═════ Input
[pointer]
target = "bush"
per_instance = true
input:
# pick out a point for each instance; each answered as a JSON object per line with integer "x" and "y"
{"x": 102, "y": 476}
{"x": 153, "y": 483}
══════════
Exercise directions: Set down the data once more, word for word.

Reply to the exercise:
[pointer]
target = "bush"
per_instance = true
input:
# pick out a point for each instance; each answered as a JSON object per line with integer "x" and "y"
{"x": 102, "y": 476}
{"x": 153, "y": 483}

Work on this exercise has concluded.